====== TRECHO FORNECIDO ======

Construídas e mantidas pelos habitantes de cada linha, as capelas representava a organização comunitária que buscava solucionar as necessidades religiosas do imigrante abandonado à sua sorte, tanto por parte do governo como da igreja, em meio aos matos e montanhas da serra gaúcha. A originalidade das capelas, no entanto, é que, a partir da necessidade religiosa, conseguiram constituir-se em solução para outros problemas dos imigrantes que ultrapassavam o âmbito religioso. Para o imigrante recém estabelecido, a capela representava também a “responsabilidade comunitária, não só em relação à religião, mas também à educação e à solução de problemas sociais.” (COSTA, 1998, p. 164).
2. A organização das capelas
Por “capela” deve-se entender não apenas o prédio onde os imigrantes e suas famílias se reuniam para rezar. No início, com certeza, o mesmo prédio – normalmente um barracão construído em madeira – servia para todas as atividades comunitárias.

====== DADOS FORNECIDOS ======

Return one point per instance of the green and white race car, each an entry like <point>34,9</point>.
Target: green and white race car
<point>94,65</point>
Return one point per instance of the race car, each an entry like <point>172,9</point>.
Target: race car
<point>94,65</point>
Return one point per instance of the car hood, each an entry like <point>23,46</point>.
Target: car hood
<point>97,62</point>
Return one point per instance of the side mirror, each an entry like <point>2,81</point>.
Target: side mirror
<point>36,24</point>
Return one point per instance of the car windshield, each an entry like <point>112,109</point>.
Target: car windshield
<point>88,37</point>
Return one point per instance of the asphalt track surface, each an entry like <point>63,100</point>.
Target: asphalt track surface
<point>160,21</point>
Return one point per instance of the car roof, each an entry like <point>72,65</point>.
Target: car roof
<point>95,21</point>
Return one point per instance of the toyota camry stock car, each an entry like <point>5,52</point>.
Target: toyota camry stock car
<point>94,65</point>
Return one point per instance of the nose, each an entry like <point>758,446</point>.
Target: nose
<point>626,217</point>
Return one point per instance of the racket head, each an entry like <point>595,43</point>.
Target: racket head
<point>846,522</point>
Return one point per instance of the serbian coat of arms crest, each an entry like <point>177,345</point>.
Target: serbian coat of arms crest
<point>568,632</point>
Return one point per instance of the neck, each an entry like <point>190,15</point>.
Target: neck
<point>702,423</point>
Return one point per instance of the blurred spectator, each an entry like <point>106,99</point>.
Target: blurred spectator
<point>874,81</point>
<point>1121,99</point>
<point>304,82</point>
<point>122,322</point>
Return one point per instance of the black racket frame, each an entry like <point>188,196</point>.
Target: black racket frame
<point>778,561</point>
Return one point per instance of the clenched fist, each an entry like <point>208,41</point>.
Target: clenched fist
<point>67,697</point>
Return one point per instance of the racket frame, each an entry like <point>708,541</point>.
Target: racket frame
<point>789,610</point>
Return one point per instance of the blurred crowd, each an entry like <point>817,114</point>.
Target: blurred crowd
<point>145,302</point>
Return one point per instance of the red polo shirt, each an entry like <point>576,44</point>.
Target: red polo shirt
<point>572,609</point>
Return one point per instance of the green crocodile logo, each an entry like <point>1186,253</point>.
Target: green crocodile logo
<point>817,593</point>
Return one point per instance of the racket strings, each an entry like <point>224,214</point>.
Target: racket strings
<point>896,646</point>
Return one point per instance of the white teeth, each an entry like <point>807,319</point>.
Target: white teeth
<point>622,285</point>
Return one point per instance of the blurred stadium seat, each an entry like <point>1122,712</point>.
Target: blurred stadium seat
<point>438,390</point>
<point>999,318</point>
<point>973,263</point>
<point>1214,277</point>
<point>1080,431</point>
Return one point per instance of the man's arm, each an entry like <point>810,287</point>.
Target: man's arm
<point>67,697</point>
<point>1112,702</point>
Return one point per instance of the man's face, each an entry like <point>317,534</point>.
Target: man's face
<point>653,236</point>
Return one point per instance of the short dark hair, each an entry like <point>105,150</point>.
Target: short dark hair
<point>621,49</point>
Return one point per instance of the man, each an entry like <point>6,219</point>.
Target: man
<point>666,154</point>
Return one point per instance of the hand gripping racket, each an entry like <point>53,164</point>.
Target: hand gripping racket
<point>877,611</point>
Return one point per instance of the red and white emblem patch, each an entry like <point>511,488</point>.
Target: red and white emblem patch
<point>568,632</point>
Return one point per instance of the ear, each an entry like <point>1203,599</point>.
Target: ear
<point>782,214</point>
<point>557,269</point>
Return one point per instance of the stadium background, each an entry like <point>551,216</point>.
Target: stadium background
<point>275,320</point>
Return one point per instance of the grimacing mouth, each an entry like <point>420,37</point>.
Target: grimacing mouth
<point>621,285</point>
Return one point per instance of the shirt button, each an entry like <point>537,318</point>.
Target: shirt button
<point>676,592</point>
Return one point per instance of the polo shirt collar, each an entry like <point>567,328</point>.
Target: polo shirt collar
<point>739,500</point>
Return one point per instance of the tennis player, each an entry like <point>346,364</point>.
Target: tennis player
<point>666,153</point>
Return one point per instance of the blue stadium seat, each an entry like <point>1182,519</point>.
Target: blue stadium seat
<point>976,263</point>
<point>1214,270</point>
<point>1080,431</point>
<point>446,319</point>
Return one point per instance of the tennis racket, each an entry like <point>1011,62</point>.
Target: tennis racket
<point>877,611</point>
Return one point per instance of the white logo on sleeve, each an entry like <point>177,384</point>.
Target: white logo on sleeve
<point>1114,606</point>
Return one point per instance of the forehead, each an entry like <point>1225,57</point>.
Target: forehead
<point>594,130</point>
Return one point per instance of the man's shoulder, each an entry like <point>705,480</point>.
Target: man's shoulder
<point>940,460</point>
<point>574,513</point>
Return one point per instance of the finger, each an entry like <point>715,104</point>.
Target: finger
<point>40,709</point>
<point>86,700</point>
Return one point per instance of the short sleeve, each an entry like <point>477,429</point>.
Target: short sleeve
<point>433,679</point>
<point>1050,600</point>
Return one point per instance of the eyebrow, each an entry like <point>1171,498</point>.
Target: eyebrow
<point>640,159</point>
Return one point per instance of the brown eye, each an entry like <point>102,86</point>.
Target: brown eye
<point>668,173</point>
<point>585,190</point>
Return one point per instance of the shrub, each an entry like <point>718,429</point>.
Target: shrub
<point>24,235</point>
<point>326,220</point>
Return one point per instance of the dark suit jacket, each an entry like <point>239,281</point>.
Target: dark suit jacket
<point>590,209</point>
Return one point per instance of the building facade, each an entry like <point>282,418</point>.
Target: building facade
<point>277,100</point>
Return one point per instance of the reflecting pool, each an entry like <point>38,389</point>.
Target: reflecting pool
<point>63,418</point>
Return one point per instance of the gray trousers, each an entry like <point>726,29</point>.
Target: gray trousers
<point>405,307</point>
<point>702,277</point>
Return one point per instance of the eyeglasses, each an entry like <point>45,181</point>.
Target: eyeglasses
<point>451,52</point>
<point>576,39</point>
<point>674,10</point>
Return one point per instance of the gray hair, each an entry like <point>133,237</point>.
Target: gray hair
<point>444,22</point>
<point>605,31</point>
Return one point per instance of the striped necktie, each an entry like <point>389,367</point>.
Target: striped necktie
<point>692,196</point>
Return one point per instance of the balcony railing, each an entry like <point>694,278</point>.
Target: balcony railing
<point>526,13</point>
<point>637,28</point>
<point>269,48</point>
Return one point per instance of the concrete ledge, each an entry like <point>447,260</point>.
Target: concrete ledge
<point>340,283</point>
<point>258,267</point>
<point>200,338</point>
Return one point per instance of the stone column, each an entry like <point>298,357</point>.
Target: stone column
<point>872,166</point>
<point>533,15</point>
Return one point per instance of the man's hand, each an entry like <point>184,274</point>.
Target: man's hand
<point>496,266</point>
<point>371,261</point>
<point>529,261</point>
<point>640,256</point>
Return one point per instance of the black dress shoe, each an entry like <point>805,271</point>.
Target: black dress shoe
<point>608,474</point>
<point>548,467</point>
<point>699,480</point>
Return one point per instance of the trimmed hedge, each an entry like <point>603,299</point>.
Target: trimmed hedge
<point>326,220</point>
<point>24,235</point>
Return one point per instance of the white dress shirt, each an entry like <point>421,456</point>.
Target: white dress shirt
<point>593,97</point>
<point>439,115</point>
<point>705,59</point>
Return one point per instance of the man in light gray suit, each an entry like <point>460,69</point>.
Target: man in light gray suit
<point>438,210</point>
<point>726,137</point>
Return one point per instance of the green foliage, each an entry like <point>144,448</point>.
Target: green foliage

======

> **TAREFA PROPOSTA**
Reescreva a parte do trecho sobre as capelas que começa nas palavras "2. A organização" e para depois de "as atividades comunitárias.", trocando "barracão" por "galpão". Baseie-se apenas no trecho.

> **RESULTADO DA TAREFA**
2. A organização das capelas
Por “capela” deve-se entender não apenas o prédio onde os imigrantes e suas famílias se reuniam para rezar. No início, com certeza, o mesmo prédio – normalmente um galpão construído em madeira – servia para todas as atividades comunitárias.